■ **What you will do**:
1) In the pet-invertebrate forum thread, what is a tarantula's abdomen size directly related to?
2) Continue the pet-invertebrate forum thread with the post that follows its last sentence.
─── Passage shown
I once wanted to keep a desert centipede. you know? The huge ones that I think are black body, and red head? or is it other way around? and some sort of forest centipede. Nevertheless arachnids, scare me. Im more fond of slugs and snails.  Lol. But Idk if its possible to keep one.

----------


## Jace

In the last two days, she has eaten 4 crickets.  I'm just going to keep giving her food until she refuses it and then I will let her be for a few days before trying again.  She's pretty much stayed in one spot since being put into her new enclosure, but I am seeing more and more webbing happening.  I am keeping the moss damp but not moist to help with humidity and though she hasn't touched her water dish-as far as I know-she gets fresh water everyday.  I am hoping that she will molt soon and I will have a cool "show and tell" to take to work....geez, what am I, five??!!  lol

----------


## Kurt

> I once wanted to keep a desert centipede. you know? The huge ones that I think are black body, and red head? or is it other way around? and some sort of forest centipede. Nevertheless arachnids, scare me. Im more fond of slugs and snails. Lol. But I dont know if its possible to keep one.


I have kept _Scolopendra heros castaneiceps_, Sonoran red-headed centipede. Not to worry they are not arachnids, they are from the class Chilopoda.

----------


## Jace

I've never heard of a pet slug, but I used to have a snail when I was in elementary school, and my daughter brought one home from her school when she was in grade 3 or 4.  Easiest pet to care for!  I was trying to get another millipede for a while, but Canada goes back and forth on them being imported.  They should pick a side and stick with it.

----------


## flamesbane

> Thank you, Lesley-and you are the first one who knew  what "Kamani" is!!  Happy dance, happy dance.  As soon as I saw the  name, I thought it was perfect for her.  
> 
> Here is another picture of her and one of her new setup.  I will be  putting more branches in there as soon as I bake the ones I found at a  local lake today.  She is likes to hid in the leaves near the top right  of the tank.


I really like the enclosure, make sure to provide her plenty of hides! A cork bark tube is perfect, but anything similar will work.




> Hmm.. I dont know if this is right. But here it goes....
> 
> I think I read somewhere that female spiders and tarantulas have a large  bulbous thorax(butt), they tend to live longer than the males.


Females tarantulas do live longer than males, however the abdomen (tarantulas don't have a thorax, the abdomen is the "butt" and the cephalothorax aka prosoma is the "head") size has nothing to with sex. A tarantula's abdomen size is directly related to how well hydrated and fed they are.
──────
─── Recorded data
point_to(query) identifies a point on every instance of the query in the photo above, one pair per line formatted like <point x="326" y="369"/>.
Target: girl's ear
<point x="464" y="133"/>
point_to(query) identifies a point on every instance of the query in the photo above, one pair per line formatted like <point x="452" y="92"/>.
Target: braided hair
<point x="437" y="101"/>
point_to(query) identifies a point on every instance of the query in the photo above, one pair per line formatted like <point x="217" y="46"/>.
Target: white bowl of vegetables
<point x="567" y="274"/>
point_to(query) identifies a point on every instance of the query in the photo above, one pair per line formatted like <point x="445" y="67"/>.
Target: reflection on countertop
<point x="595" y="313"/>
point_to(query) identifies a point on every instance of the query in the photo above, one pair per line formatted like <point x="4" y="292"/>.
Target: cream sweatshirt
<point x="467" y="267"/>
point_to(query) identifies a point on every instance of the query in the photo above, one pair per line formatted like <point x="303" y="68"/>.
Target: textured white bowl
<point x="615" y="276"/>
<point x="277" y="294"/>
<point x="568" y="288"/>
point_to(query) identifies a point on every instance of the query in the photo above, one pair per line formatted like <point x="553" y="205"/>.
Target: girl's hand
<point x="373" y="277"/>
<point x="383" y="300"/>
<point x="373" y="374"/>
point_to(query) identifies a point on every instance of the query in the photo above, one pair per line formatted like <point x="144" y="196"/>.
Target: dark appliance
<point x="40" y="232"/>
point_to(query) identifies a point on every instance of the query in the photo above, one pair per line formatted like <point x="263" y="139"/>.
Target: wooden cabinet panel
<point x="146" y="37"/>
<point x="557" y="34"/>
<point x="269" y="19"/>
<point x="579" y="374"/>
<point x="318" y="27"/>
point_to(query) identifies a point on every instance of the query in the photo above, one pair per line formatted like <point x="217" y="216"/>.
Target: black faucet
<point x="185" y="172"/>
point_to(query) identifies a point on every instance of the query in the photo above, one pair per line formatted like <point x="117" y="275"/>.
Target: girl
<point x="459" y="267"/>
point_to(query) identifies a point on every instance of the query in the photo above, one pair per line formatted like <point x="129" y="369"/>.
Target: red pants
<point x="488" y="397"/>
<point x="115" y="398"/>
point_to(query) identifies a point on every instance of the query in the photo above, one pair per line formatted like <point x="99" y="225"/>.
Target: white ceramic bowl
──────
■ **Answers to the tasks**:
1) How well hydrated and fed the tarantula is.

2)
Only a very few species of tarantula show any sexual dimorphism until the males maturing molt. At this point the male will get leggy, skinny, and change color (normally duller, but some species get brighter such as specimens from genus Pamphobeteus), develop swollen pedipals and in some species have tibial hooks. At this point the male will live 2 months to a year before dying. Females of some species can live 20 years or more (the average for most species is closer to 10)

There are two ways to sex a tarantula before it matures, the first and most accurate is looking for the presence of spermatheca in the spider's molt. Spermatheca are the females sperm receptacle and are shed with each molt. Males lack these. This is located on the inside of the molt on the vent between the first pair of book lungs and looks like a little flap.

The second and less accurate method is by using ventral or epiandrous fusillae sexing. This method looks for the difference in hair patterns around the vent, distance between book lungs, and presence of bald spots. This method take some practice and knowledge of the species.




> Good thing about these, you only have to feed 6 crickets a week(I think  its a week? or maybe every two weeks?). I have delt with a customer who  was obssessed with arachnids. Guy had pink toeds, mexican red knees,  baboon tarantula, king bird eaters, cobalt blues, and many more.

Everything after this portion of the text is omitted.